SET EXERCISE - Copy the magazine-decade timeline word for word, from "A Decade in" up to and including "of the merger.".

TEXT -
— Start —

The New York Review of Magazines

A Decade in Magazines

By Sruthi Gottipati

Historic mergers, iconic covers and the death of much-loved magazines have made the past decade a defining one in the magazine industry. Dip into nostalgia as NYRM chronicles some of the memorable moments over the last 10 years that have shaped the magazine world.

2000
January: Web and print marry: America Online and Time Warner are united in a deal valued at $350 billion, making history as the largest merger in American business. Today, the combined values of the companies, which have been separated, is about one-ninth of their worth on the day of the merger.

April: Much publicity surrounds the arrival of the debut issue of O, Oprah Winfrey’s new magazine.

2001
March: George, the buzzy title co-founded by J.F.K. Jr. (“Not Just Politics as Usual”) is shuttered.

March: Reporter Bethany McLean breaks the story of the Enron scandal in Fortune.

May: Rosie O’Donnell launches Rosie as a competitor to O. Although it has a strong start, editorial conflicts between O’Donnell and the publisher ensue, and Rosie folds in 2002.

September: Right after the 9/11 attacks, The New Yorker runs an iconic cover by Art Spiegelman. The ghostly black-on-black image of the twin towers receives wide acclaim.

2002
January: Talk, former New Yorker editor Tina Brown’s magazine, folds less than three years after its highly publicized launch.

March: The Reader’s Digest Association buys Reiman Publications, which publishes magazines such as Country and Taste of Home, for $760 million.

2003
February: Condé Nast chases after a younger audience, publishing the first issue of Teen Vogue. It’s the latest addition to a growing number of magazines (Teen People, Elle Girl and CosmoGIRL) targeted at teenagers.

May: The Dixie Chicks pose nude (discreetly) on the cover of Entertainment Weekly with slogans such as “Boycott,” “Proud Americans” and “Peace” on their bodies. Their anti-war stand arouses widespread controversy.

May: Wal-Mart pulls FHM, Stuff and Maxim from its shelves because of their racy photos.

— End —

DATA SECTION -

— Start —

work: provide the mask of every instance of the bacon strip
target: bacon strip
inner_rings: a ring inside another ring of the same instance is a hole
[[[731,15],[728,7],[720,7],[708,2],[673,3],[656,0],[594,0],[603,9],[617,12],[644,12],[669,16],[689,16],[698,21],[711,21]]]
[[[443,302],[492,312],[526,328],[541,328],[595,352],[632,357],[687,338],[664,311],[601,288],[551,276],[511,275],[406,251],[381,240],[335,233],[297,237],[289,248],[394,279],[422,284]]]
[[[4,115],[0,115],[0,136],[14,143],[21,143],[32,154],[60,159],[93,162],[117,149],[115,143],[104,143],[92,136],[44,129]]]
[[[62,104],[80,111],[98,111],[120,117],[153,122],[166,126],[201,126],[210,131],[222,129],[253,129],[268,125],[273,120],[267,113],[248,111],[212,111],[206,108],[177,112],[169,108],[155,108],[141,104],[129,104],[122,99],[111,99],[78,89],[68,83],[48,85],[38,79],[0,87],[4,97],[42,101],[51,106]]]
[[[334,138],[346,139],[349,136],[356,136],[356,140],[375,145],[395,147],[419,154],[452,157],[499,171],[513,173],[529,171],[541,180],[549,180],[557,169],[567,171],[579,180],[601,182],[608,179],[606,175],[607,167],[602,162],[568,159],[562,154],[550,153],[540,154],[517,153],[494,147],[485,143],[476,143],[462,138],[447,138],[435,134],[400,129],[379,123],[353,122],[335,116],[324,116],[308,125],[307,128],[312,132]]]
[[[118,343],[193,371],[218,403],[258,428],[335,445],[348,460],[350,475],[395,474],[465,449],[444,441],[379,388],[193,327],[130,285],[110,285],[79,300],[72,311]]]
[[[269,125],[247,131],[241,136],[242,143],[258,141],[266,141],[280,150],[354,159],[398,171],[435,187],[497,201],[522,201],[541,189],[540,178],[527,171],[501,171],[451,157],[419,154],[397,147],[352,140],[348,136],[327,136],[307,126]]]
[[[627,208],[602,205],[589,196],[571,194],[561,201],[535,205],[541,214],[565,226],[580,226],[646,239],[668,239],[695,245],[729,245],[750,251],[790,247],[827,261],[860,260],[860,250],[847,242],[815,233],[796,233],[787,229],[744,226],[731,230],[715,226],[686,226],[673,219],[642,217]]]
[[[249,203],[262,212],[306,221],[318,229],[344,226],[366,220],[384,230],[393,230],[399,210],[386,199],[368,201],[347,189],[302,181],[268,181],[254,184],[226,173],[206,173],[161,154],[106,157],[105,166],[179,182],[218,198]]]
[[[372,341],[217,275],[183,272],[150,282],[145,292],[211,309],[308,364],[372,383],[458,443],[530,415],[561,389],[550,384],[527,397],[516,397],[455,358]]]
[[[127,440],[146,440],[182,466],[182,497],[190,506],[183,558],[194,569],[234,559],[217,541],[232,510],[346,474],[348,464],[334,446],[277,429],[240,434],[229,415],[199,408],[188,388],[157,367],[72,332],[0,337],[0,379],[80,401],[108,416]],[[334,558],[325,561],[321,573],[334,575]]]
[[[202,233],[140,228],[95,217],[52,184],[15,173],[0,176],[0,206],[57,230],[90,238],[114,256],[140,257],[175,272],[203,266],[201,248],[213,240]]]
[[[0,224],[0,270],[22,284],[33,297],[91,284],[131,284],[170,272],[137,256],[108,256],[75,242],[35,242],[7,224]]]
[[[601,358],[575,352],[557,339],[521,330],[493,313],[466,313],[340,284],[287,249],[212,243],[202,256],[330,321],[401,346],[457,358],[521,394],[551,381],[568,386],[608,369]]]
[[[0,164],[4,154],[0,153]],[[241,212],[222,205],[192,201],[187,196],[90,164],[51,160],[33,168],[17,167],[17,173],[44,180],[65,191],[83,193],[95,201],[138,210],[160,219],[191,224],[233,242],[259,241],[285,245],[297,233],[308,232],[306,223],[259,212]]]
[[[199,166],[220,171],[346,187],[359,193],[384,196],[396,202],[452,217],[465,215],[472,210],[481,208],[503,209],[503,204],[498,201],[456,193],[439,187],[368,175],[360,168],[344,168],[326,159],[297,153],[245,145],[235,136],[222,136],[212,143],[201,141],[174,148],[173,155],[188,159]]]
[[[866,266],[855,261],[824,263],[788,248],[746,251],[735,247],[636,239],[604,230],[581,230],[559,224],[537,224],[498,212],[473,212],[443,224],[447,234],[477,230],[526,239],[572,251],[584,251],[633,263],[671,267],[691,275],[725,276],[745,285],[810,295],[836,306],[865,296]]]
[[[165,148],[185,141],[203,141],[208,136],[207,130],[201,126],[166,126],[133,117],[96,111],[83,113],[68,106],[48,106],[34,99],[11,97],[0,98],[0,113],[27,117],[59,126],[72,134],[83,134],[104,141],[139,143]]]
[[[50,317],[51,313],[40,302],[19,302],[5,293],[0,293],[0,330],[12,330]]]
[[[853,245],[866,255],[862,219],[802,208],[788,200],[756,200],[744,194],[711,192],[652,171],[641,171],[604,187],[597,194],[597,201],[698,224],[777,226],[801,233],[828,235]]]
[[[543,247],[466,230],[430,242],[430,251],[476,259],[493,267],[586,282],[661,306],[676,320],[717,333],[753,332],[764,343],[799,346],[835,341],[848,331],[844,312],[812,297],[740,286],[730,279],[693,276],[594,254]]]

— End —

TASK OUTPUT -
A Decade in Magazines

By Sruthi Gottipati

Historic mergers, iconic covers and the death of much-loved magazines have made the past decade a defining one in the magazine industry. Dip into nostalgia as NYRM chronicles some of the memorable moments over the last 10 years that have shaped the magazine world.

2000
January: Web and print marry: America Online and Time Warner are united in a deal valued at $350 billion, making history as the largest merger in American business. Today, the combined values of the companies, which have been separated, is about one-ninth of their worth on the day of the merger.